Could you retype all of the rows below word for word, leaving the pictures out of your answer?

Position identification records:
-.-.-
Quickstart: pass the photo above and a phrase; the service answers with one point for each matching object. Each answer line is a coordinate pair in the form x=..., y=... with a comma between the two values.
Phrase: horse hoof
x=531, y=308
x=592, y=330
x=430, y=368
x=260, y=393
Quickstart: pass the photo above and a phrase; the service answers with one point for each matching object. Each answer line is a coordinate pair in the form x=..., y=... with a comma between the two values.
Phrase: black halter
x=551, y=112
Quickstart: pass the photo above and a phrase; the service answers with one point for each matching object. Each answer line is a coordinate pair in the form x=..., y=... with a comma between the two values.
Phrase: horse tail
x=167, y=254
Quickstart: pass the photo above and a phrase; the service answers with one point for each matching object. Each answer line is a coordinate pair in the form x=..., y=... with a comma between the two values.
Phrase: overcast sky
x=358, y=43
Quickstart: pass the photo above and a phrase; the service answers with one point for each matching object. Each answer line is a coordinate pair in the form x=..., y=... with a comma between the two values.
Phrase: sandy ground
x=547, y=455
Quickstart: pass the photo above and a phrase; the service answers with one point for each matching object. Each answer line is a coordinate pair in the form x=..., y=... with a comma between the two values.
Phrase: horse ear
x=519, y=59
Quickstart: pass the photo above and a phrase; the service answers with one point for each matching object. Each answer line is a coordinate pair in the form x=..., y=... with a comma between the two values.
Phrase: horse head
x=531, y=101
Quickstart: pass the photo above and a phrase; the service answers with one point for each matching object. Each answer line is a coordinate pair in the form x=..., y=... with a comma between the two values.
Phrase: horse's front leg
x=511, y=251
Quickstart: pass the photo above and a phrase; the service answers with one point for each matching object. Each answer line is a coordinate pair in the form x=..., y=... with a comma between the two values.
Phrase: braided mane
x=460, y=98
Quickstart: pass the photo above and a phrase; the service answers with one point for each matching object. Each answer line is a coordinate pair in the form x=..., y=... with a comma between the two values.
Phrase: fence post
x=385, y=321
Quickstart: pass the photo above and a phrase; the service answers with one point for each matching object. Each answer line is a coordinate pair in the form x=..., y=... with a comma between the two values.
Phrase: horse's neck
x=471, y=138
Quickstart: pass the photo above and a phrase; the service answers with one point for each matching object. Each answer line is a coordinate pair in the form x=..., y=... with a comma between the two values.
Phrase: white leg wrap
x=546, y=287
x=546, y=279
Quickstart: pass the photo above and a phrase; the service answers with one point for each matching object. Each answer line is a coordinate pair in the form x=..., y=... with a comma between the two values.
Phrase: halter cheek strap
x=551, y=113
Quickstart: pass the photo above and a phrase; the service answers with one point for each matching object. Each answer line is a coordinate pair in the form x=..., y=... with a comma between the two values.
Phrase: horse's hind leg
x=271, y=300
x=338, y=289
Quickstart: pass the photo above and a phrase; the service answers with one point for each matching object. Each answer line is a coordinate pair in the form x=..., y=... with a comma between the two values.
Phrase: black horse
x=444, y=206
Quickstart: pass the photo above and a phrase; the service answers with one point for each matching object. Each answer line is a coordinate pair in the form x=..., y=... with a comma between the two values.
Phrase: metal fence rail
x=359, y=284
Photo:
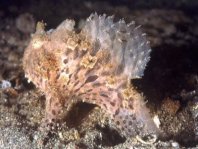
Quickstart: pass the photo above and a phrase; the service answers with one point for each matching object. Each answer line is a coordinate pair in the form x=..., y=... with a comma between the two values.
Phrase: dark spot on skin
x=56, y=104
x=65, y=61
x=110, y=89
x=104, y=95
x=68, y=51
x=91, y=78
x=76, y=90
x=96, y=84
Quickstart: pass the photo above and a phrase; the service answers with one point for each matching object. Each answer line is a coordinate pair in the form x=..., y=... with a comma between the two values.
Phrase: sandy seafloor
x=170, y=82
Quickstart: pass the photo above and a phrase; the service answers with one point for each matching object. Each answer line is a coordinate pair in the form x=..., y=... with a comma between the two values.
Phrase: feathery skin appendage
x=93, y=66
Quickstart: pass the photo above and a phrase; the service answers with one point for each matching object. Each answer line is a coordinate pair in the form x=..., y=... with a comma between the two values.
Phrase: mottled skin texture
x=65, y=66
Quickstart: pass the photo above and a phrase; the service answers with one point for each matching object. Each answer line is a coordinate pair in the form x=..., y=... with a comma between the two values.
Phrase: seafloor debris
-.-.-
> Correct result
Quickstart: pass the photo above and a phrase; the service answers with one point for each matching object. Each answer line is a coordinate pair in the form x=..., y=... with a comma between the two values.
Phrase: horse hoof
x=531, y=308
x=592, y=330
x=430, y=368
x=260, y=393
Quickstart: pass the photo above and a phrase; the service answers with one point for each matching object. Each answer line is a coordinate pair in the form x=..., y=... with a comma between the two values.
Phrase: black halter
x=551, y=112
Quickstart: pass the photo above and a phrase; the service answers with one point for each matching object. Each answer line is a coordinate pair in the form x=..., y=... with a comma between the two values.
Phrase: horse tail
x=167, y=254
Quickstart: pass the photo above and a phrase; the service answers with one point for each matching object. Each answer line is a coordinate pair in the form x=..., y=... with a comma between the two values.
Phrase: overcast sky
x=358, y=43
Quickstart: pass the photo above and a phrase; the service answers with one point for each matching object. Each answer line is a coordinate pair in the form x=..., y=... with a comma between the two values.
Phrase: sandy ground
x=547, y=455
Quickstart: pass the photo above and a phrase; the service answers with one point for each matching object. Each answer line is a coordinate pair in the form x=..., y=... with a comma between the two values.
Phrase: horse ear
x=519, y=59
Quickstart: pass the photo above and a phrase; the service answers with one point for each matching object. Each answer line is a coordinate pair in the form x=..., y=... with a comma between the two values.
Phrase: horse head
x=531, y=101
Quickstart: pass the photo above and a phrase; the service answers with one point for each matching object. Each answer line is a coordinate pair in the form x=..., y=... with a comma between the two values.
Phrase: horse's front leg
x=511, y=251
Quickstart: pass the photo above and a phrase; the service answers with one point for each matching object. Each answer line is a coordinate pair in the form x=..., y=... with a comma between the two values.
Phrase: braided mane
x=460, y=98
Quickstart: pass the photo above and a phrase; the service answers with one point for each matching object. Each answer line is a coordinate pair in the form x=..., y=... with a comma between the two values.
Phrase: fence post
x=385, y=321
Quickstart: pass the photo above and a phrase; the service answers with one point for each matching object. Each answer line is a coordinate pair in the form x=..., y=... with a comma between the two values.
Phrase: horse's neck
x=471, y=138
Quickstart: pass the photo above and a phrase; the service answers with one point for each matching object. Each answer line is a coordinate pair in the form x=..., y=... with a comma between the two values.
Phrase: white leg wrap
x=546, y=287
x=546, y=279
Quickstart: pass the photo above and a phrase; the service answers with one point for each matching object. Each answer line is a coordinate pair in the form x=..., y=... with a comma between the two values.
Phrase: halter cheek strap
x=551, y=113
Quickstart: pass the photo above and a phrase; the service answers with one point for each matching object. Each answer line is a coordinate pair in the form x=..., y=... with a comma between the two values.
Phrase: horse's hind leg
x=271, y=300
x=338, y=289
Quickstart: pass the photo above and a phrase; the service answers with one point for each matching object. Each answer line is a coordinate pair in the form x=..., y=... with a comma between the two values.
Phrase: black horse
x=444, y=206
Quickstart: pass the photo above and a phrase; the service answers with one point for each matching object. Each answer line is a coordinate pair in the form x=..., y=... with a comma between the two values.
Phrase: metal fence rail
x=359, y=284
Photo:
Quickstart: pass the photo above and a phrase; the service answers with one point for each matching object. Each answer line is a coordinate pair in the form x=..., y=... with a comma between the two values.
Phrase: dark spot on skin
x=56, y=104
x=65, y=61
x=110, y=89
x=104, y=95
x=68, y=51
x=91, y=78
x=76, y=90
x=96, y=84
Quickstart: pass the photo above and a phrase; the service answers with one point for each matching object. Each answer line is a coordinate pair in the form x=..., y=... with a comma between the two values.
Phrase: sandy seafloor
x=170, y=82
Quickstart: pass the photo above and a phrase; the service answers with one point for each matching object. Each answer line is a coordinate pair in the form x=..., y=... with a comma between the two values.
Phrase: feathery skin appendage
x=93, y=66
Quickstart: pass the photo above and a phrase; the service answers with one point for each matching object. Each answer line is a coordinate pair in the form x=..., y=... with a comma between the two values.
Phrase: mottled skin texture
x=65, y=66
Quickstart: pass the photo above and a phrase; the service answers with one point for each matching object. Each answer line is a coordinate pair in the form x=..., y=... with a comma between the two values.
Phrase: seafloor debris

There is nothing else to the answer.